◆ **Task to carry out**: Transcribe the full listing so that each line reads as it does in the original.

◆ **Extracted data**:
+ + + +
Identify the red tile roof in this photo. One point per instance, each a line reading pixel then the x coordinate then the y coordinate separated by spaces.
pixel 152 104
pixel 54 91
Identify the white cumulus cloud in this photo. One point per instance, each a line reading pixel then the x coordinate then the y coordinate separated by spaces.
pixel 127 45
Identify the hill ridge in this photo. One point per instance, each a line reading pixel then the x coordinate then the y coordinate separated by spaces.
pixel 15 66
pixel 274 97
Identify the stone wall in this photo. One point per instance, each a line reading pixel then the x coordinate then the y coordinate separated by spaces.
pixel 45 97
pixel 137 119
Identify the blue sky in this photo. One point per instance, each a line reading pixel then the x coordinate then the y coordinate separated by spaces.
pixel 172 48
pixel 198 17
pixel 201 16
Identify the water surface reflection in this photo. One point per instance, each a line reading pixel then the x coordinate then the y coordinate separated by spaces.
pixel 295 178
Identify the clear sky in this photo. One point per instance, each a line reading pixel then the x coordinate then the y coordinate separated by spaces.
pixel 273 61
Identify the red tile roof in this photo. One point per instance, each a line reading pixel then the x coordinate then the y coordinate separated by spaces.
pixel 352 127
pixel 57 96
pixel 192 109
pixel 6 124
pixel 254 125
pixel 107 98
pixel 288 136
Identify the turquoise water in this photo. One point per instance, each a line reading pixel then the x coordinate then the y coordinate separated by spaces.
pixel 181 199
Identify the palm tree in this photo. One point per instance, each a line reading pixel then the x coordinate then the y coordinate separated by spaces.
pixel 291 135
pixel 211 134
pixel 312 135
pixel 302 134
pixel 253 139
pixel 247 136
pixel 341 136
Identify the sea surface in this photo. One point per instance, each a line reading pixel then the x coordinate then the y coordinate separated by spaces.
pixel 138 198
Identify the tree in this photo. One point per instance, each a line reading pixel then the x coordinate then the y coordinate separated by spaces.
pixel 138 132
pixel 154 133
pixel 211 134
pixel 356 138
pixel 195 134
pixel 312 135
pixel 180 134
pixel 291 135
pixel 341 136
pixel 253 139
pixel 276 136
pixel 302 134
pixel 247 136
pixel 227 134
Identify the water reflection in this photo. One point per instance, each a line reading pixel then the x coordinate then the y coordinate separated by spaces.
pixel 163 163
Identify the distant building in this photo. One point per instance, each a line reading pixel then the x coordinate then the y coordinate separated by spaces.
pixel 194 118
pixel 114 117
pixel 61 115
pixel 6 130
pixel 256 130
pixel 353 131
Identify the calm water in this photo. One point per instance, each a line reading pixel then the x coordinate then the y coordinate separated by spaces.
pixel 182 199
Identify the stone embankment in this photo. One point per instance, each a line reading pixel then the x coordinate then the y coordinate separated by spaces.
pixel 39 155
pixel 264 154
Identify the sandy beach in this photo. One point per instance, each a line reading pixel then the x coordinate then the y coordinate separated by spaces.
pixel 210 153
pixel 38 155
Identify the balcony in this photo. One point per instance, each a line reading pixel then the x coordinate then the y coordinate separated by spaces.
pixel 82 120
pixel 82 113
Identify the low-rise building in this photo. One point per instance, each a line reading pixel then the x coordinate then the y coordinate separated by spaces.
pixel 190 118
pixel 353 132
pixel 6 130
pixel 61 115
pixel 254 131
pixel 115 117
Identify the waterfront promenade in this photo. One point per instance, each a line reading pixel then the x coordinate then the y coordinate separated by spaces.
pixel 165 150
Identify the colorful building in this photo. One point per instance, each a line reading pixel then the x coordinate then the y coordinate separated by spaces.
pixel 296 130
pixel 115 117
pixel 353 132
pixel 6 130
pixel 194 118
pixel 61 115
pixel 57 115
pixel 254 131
+ + + +
◆ **Solved exercise**:
Identify the red tile roof in this photo. One point per instance, each a line reading pixel then the x coordinate then the y coordinate separated by spaces.
pixel 152 104
pixel 54 91
Identify the white cumulus cloud in this photo. One point per instance, each a line reading pixel then the x coordinate then the y coordinate separated by spaces.
pixel 127 45
Identify the hill ridge in this photo. One point per instance, each a line reading pixel then the x coordinate then the y coordinate separated by spaces.
pixel 15 66
pixel 274 97
Identify the stone wall in this photo. One point per instance, each a line reading pixel then the x coordinate then the y coordinate separated by spaces.
pixel 45 97
pixel 137 119
Identify the blue sky in this photo. One point per instance, each a line reading pixel then the x coordinate then the y coordinate separated by spaces.
pixel 172 48
pixel 198 17
pixel 201 16
Identify the water surface reflection in this photo. One point per instance, each a line reading pixel then the x coordinate then the y coordinate separated by spaces.
pixel 295 178
Identify the clear sky in this photo. One point per instance, each a line reading pixel then the x coordinate then the y coordinate separated by spaces.
pixel 273 61
Identify the red tile roof in this photo. One point per instance, each a line reading pixel then the x coordinate then the y coordinate separated by spaces.
pixel 352 127
pixel 57 96
pixel 192 109
pixel 6 124
pixel 254 125
pixel 107 98
pixel 288 136
Identify the turquoise water in this photo. One point per instance, each a line reading pixel then the x coordinate then the y coordinate separated by spaces.
pixel 181 199
Identify the palm tree in this photo. One point per instance, each a line reading pixel then the x coordinate then the y coordinate separated by spaces.
pixel 291 135
pixel 211 134
pixel 312 135
pixel 302 134
pixel 253 139
pixel 247 136
pixel 341 136
Identify the sea surface in this photo. One point per instance, each a line reading pixel then the x coordinate then the y coordinate separated by spaces.
pixel 138 198
Identify the tree in this photo. One point per instance, each a line reading pixel then the x coordinate then the y coordinate separated by spaces.
pixel 138 132
pixel 154 133
pixel 211 134
pixel 356 138
pixel 195 134
pixel 312 135
pixel 180 134
pixel 291 135
pixel 341 136
pixel 253 139
pixel 276 136
pixel 302 134
pixel 247 136
pixel 227 134
Identify the water reflection in this photo. One point per instance, each a line reading pixel then the x coordinate then the y coordinate separated by spaces.
pixel 163 163
Identify the distant building in this photo. One point per instance, each a line reading pixel then the x coordinate then the y coordinate separated by spaces.
pixel 194 118
pixel 114 117
pixel 61 115
pixel 6 130
pixel 256 130
pixel 353 131
Identify the calm water in this photo. One point per instance, each a line reading pixel then the x coordinate then the y coordinate separated by spaces.
pixel 182 199
Identify the stone embankment in this photo. One point per instance, each a line reading pixel then the x coordinate then the y coordinate separated by spaces.
pixel 39 155
pixel 264 154
Identify the sandy beach in this photo. One point per instance, each a line reading pixel then the x coordinate then the y coordinate separated by spaces.
pixel 210 153
pixel 38 155
Identify the balcony in this photo. One point per instance, each a line reading pixel then the x coordinate then the y coordinate separated by spaces.
pixel 82 120
pixel 82 113
Identify the low-rise building in this photo. One point per instance, each a line reading pixel then the x coordinate then the y coordinate separated by spaces.
pixel 190 118
pixel 353 132
pixel 6 130
pixel 61 115
pixel 254 131
pixel 115 117
Identify the waterfront promenade in this photo. One point per instance, each a line reading pixel then the x coordinate then the y coordinate separated by spaces.
pixel 165 150
Identify the colorful building in this photo. One point per instance, each a line reading pixel then the x coordinate then the y coordinate separated by spaces.
pixel 296 130
pixel 115 117
pixel 353 132
pixel 6 130
pixel 194 118
pixel 61 115
pixel 57 115
pixel 254 131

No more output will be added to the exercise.